### JOB
Write out the lines below again, switching "outline" to "contour" wherever it appears and leaving everything else unchanged.
________________________________________
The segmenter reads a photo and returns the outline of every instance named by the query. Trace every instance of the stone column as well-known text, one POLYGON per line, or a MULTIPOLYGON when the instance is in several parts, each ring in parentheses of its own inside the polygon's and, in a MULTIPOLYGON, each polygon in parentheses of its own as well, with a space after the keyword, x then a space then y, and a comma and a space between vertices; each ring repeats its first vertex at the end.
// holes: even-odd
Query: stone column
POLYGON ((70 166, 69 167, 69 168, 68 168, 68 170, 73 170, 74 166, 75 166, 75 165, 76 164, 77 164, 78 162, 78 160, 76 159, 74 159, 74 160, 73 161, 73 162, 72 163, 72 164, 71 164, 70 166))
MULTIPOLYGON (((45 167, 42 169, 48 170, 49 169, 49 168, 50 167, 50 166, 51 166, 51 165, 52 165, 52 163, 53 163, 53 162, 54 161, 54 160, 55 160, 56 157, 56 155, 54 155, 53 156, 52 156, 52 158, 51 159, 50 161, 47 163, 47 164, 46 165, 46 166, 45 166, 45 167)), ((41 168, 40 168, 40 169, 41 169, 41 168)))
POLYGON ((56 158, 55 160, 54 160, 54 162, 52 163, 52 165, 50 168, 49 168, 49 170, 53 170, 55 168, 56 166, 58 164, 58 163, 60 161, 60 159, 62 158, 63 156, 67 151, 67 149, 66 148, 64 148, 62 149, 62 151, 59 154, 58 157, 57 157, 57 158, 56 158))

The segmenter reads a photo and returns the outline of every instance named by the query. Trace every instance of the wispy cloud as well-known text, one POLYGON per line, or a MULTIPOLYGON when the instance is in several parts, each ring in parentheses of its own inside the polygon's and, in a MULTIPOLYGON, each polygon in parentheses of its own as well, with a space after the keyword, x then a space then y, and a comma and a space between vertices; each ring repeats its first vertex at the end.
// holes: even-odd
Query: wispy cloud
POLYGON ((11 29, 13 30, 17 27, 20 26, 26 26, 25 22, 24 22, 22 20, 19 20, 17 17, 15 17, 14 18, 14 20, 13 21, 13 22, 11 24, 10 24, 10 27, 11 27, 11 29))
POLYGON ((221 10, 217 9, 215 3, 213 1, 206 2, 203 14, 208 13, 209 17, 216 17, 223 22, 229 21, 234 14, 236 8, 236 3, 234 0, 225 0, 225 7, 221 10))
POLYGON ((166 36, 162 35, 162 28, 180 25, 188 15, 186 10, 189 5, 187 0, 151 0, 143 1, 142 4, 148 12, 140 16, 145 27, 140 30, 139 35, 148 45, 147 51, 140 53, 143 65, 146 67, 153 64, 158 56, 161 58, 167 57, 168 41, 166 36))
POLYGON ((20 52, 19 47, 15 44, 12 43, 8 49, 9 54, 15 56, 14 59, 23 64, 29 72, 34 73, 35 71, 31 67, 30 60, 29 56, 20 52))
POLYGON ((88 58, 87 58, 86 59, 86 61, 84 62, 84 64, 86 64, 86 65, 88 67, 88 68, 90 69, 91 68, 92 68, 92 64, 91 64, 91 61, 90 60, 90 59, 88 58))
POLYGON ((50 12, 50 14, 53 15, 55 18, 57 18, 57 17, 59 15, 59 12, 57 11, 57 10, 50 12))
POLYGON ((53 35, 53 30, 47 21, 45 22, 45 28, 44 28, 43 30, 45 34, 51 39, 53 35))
________________________________________
### OUTPUT BELOW
The segmenter reads a photo and returns the contour of every instance named by the query. Trace every instance of the stone column as well-known text, one POLYGON per line, or a MULTIPOLYGON when the instance is in several parts, each ring in parentheses of its own inside the polygon's and, in a MULTIPOLYGON, each polygon in parentheses of its own as well, with a space after the keyword, x then a space then y, and a comma and a space between vertices; each ring repeats its first vertex at the end.
// holes: even-odd
Query: stone column
POLYGON ((70 166, 69 167, 69 168, 68 168, 68 170, 73 170, 74 166, 75 166, 75 165, 76 164, 77 164, 78 162, 78 160, 76 159, 74 159, 74 160, 73 161, 73 162, 72 163, 72 164, 71 164, 70 166))
MULTIPOLYGON (((45 167, 42 169, 48 170, 49 169, 49 168, 50 167, 50 166, 51 166, 51 165, 52 165, 52 163, 53 163, 53 162, 54 161, 54 160, 55 160, 56 157, 56 155, 54 155, 53 156, 52 156, 52 158, 51 159, 50 161, 47 163, 47 164, 46 165, 46 166, 45 166, 45 167)), ((41 168, 40 168, 40 169, 41 169, 41 168)))
POLYGON ((56 158, 55 160, 54 160, 54 162, 52 163, 52 165, 50 168, 49 168, 49 170, 53 170, 55 168, 56 166, 58 164, 58 163, 60 161, 60 159, 62 158, 63 156, 67 151, 67 149, 66 148, 64 148, 62 149, 62 151, 59 154, 58 157, 57 157, 57 158, 56 158))

The segmenter reads a photo and returns the contour of every instance named by the query. Trace every instance of the wispy cloud as well-known text, one POLYGON per line, or a MULTIPOLYGON when the instance is in several parts, each ring in parentheses of its own inside the polygon's and, in a MULTIPOLYGON, each polygon in parentheses of its own as well, with a space after the keyword, x then a space then y, and a comma and a space between vertices; each ring repeats its first vertex at the end.
// holes: even-odd
Query: wispy cloud
POLYGON ((11 29, 13 30, 17 27, 20 26, 26 26, 25 22, 24 22, 22 20, 19 20, 17 17, 15 17, 14 18, 14 20, 13 21, 13 22, 11 24, 10 24, 10 27, 11 27, 11 29))
POLYGON ((221 10, 217 9, 215 3, 213 1, 206 2, 203 14, 208 13, 209 17, 216 17, 223 22, 229 21, 234 14, 236 8, 236 3, 234 0, 225 0, 225 7, 221 10))
POLYGON ((166 36, 162 35, 162 28, 180 25, 188 15, 186 10, 189 5, 187 0, 151 0, 143 1, 142 4, 148 12, 140 16, 145 27, 140 30, 139 35, 148 45, 147 51, 140 53, 143 65, 146 67, 153 64, 158 56, 161 58, 167 57, 168 41, 166 36))
POLYGON ((20 52, 19 47, 15 44, 12 43, 8 49, 9 54, 15 56, 14 59, 23 64, 29 72, 34 73, 35 71, 31 67, 30 60, 29 56, 20 52))
POLYGON ((88 58, 87 58, 86 59, 86 61, 84 62, 84 64, 86 64, 86 65, 88 67, 88 68, 90 69, 91 68, 92 68, 92 64, 91 64, 91 61, 90 60, 90 59, 88 58))
POLYGON ((50 12, 50 14, 53 15, 55 18, 57 18, 57 17, 59 15, 59 12, 57 11, 57 10, 50 12))
POLYGON ((53 35, 53 30, 47 21, 45 22, 45 28, 44 28, 43 30, 45 34, 51 39, 53 35))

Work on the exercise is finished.